O direito brasileiro se revela avesso à ideia de um patrimônio sem um titular determinado, o que em se tratando de pessoas existentes se resolve em termos de tradição e transcrição, enquanto meios de aquisição da propriedade inter vivos.

sexta-feira, 3 de fevereiro de 2017

Atualizado às 09:48

Como cediço o direito brasileiro se revela avesso à ideia de um patrimônio (entendido pela generalidade dos autores, a partir de postulados ponteanos, como um conjunto de posições jurídicas ativas e passivas, suscetíveis de avaliação econômica e consequente expressão monetária) sem um titular determinado, o que em se tratando de pessoas existentes (naturais ou jurídicas) se resolve em termos de tradição e transcrição, enquanto meios de aquisição da propriedade inter vivos.

Mas desde há muitos, se encontra superada a ideia dos romanos que, com sua singular pragmaticidade, asseveravam no sentido de que mors omnia solvit, ou seja, em tradução literal, uma ideia de que a morte tudo resolve, de sorte tal que, ao menos hipoteticamente, com o falecimento do de cujus sucessiones agitur, os problemas estariam acabados, tudo estaria resolvido (não obstante os romanos acolhessem a ideia de morte numa acepção mais ampla que a do direito atual - aceitava-se, por exemplo, o conceito de morte civil1).

Dados fornecidos:

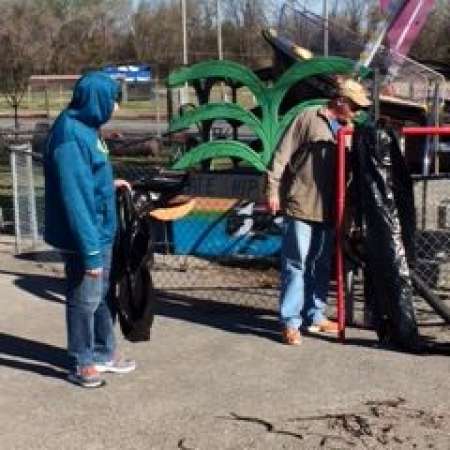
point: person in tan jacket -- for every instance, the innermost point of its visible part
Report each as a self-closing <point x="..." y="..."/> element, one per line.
<point x="300" y="184"/>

Instruções:
**A.** Transcreva fielmente, no texto sobre a titularidade do patrimônio, o trecho que vai de "Mas desde há" até "de morte civil1).".
**B.** Retome a redação do texto sobre a titularidade do patrimônio a partir da última frase apresentada.

Respostas:
**A.**
Mas desde há muitos, se encontra superada a ideia dos romanos que, com sua singular pragmaticidade, asseveravam no sentido de que mors omnia solvit, ou seja, em tradução literal, uma ideia de que a morte tudo resolve, de sorte tal que, ao menos hipoteticamente, com o falecimento do de cujus sucessiones agitur, os problemas estariam acabados, tudo estaria resolvido (não obstante os romanos acolhessem a ideia de morte numa acepção mais ampla que a do direito atual - aceitava-se, por exemplo, o conceito de morte civil1).

**B.**
Isso porque no direito romano bastaria que se morresse com um herdeiro homem que seria responsável pelo culto dos antepassados (deuses lares - vindo daí a expressão "lar" para significar o local do fogo sagrado dentro de uma casa - simbolizando os parentes mortos), para que se impedisse que os mortos de dada estirpe familiar passassem por necessidades no mundo espiritual, com libações anuais nas sepulturas desses entes queridos falecidos (acreditava-se que a vida seguia no túmulo, geralmente localizado nas casas ou lares)2.

Aí, diga-se en passant, pode-se perceber a gênese dos rituais que empregamos atualmente no dia dos mortos, quando são levadas flores aos jazigos dos entes queridos falecidos.

E, da mesma forma, verifica-se a gênese da proteção ao imóvel de família (no direito romano a propriedade tinha esse caráter sagrado e não era alienada nem para o pagamento de dívidas do pater famílias que seria vendido como escravo se dívida não fosse paga, para que os demais membros da família conservassem o local sagrado)3.

Clique aqui e confira o artigo na íntegra.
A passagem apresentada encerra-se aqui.